• WRITTEN EXERCISE: Copy the material below word for word, from the line containing "Where can the road" through the line containing "<point>45,33</point>", including both of those lines.

— begin RECORDS FOR THIS EXERCISE —

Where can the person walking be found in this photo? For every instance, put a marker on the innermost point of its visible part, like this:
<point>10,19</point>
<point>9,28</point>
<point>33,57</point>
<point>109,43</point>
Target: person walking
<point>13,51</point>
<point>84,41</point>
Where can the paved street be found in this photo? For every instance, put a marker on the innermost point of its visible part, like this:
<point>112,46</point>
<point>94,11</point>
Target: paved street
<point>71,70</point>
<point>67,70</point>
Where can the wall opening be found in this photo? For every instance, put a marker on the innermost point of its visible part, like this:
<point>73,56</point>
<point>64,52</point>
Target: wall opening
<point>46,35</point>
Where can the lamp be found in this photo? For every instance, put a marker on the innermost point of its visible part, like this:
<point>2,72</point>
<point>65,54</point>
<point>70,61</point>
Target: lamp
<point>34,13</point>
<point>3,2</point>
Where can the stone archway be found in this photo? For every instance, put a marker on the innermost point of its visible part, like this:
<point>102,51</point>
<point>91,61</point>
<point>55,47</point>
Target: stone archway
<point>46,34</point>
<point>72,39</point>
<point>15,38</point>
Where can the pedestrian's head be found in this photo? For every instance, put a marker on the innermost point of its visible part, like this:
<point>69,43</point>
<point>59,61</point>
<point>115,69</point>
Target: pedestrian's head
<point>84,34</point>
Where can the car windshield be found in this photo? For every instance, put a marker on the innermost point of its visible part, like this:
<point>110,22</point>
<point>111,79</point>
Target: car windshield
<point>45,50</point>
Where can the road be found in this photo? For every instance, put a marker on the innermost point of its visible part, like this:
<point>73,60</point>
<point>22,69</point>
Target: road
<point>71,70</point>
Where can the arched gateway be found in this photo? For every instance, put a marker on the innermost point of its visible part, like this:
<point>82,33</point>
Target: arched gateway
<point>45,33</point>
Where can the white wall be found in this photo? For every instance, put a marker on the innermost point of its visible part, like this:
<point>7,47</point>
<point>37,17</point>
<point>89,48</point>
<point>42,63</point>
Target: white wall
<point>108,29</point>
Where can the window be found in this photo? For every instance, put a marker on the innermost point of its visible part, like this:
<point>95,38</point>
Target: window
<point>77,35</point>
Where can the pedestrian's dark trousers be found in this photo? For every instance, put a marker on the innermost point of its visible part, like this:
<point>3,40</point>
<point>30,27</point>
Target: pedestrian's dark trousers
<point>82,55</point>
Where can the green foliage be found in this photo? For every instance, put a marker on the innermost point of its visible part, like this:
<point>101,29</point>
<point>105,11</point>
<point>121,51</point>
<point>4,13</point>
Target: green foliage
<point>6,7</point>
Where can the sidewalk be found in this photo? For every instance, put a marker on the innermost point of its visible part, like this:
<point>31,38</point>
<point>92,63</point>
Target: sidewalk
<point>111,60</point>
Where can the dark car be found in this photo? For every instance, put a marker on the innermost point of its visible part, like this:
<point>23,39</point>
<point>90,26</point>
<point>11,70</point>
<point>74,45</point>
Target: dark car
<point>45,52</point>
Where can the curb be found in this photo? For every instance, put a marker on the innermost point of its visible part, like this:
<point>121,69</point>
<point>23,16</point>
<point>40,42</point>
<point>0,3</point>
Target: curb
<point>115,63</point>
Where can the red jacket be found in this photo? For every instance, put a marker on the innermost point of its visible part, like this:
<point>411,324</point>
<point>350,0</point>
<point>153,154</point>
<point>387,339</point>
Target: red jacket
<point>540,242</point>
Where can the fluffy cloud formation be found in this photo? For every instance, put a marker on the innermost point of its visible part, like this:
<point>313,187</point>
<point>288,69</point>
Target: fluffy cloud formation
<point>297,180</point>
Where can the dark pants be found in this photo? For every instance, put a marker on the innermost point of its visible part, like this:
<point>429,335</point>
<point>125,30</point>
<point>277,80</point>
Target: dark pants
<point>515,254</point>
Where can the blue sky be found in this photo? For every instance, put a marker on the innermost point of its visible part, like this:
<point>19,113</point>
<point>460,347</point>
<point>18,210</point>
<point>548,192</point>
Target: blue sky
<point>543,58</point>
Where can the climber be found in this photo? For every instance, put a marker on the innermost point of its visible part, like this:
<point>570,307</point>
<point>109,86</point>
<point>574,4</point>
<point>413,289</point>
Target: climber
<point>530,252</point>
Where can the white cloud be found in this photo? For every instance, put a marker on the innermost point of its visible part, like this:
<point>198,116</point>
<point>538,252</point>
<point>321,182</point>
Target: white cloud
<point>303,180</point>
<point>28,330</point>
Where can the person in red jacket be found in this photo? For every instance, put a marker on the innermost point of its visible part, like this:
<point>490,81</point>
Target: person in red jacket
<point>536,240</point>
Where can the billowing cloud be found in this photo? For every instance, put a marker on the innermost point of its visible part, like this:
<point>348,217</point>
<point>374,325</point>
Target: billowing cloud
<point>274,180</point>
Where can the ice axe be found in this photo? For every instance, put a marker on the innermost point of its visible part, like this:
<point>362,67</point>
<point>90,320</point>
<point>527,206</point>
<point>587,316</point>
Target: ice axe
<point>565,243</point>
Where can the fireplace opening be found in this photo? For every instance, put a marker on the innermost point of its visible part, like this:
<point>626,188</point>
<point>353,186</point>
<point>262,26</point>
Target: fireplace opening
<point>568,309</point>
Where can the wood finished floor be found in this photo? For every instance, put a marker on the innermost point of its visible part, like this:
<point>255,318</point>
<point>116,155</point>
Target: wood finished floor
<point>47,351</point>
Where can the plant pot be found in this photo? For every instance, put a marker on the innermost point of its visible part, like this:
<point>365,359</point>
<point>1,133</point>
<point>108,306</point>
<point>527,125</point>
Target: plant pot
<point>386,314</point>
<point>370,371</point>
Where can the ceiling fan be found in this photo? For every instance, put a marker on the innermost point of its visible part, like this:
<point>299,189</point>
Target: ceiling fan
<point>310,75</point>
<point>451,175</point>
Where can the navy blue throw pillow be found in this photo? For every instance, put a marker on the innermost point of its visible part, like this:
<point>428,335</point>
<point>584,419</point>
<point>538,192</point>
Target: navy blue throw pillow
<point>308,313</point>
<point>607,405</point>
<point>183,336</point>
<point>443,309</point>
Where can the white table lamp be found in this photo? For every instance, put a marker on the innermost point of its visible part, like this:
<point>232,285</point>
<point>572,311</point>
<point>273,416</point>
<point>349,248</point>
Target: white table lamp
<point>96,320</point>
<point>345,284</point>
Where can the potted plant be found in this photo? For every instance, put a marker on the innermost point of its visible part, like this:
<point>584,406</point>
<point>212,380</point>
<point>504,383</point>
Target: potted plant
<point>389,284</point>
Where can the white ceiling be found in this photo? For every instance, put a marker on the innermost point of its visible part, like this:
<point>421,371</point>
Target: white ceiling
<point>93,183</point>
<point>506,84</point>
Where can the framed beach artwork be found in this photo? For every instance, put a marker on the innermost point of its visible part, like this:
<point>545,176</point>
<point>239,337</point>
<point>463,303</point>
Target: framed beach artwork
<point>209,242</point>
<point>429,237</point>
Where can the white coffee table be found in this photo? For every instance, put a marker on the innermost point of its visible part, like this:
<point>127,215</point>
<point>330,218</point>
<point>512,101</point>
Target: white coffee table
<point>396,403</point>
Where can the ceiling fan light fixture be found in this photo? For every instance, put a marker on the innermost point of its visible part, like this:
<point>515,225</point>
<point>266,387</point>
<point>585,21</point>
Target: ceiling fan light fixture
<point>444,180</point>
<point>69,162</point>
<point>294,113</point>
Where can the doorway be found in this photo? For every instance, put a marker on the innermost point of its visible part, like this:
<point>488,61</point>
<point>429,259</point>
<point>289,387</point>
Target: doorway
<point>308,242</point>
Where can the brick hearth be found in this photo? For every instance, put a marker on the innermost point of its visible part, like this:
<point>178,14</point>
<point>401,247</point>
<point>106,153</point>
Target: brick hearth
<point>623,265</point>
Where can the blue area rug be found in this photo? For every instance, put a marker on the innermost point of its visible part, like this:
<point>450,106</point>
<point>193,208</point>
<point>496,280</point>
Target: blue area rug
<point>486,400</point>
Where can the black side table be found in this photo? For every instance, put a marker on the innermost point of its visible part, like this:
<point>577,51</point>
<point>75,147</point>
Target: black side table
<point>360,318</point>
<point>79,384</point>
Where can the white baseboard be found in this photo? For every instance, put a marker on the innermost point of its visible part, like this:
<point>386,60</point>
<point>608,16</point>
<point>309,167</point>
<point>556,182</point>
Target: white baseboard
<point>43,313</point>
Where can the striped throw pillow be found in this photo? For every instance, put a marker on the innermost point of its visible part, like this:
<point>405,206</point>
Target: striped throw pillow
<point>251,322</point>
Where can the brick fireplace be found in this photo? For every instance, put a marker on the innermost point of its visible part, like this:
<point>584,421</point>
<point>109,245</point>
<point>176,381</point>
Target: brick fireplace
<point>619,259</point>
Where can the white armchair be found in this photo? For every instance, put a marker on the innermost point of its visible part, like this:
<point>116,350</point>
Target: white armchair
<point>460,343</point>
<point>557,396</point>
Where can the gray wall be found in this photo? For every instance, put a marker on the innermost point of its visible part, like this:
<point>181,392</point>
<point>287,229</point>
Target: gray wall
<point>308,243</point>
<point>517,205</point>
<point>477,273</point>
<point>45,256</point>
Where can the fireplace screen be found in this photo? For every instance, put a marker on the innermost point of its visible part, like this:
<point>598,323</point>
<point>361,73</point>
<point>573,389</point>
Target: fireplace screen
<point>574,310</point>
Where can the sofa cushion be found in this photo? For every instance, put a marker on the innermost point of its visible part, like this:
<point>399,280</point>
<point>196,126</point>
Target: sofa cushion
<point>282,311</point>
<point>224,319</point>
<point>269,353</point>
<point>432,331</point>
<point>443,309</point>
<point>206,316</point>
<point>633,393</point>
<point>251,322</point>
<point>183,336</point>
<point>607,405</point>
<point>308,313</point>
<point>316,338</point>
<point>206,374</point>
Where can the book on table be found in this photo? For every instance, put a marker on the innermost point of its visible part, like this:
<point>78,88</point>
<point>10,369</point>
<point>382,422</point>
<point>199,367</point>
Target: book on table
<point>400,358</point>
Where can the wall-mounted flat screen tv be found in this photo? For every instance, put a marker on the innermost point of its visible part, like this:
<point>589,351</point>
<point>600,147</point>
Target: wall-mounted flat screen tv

— end RECORDS FOR THIS EXERCISE —

• FULL RESPONSE:
Where can the road be found in this photo? For every instance, put a marker on the innermost point of its visible part, like this:
<point>73,60</point>
<point>22,69</point>
Target: road
<point>71,70</point>
Where can the arched gateway be found in this photo? For every instance, put a marker on the innermost point of its visible part, like this:
<point>82,33</point>
Target: arched gateway
<point>45,33</point>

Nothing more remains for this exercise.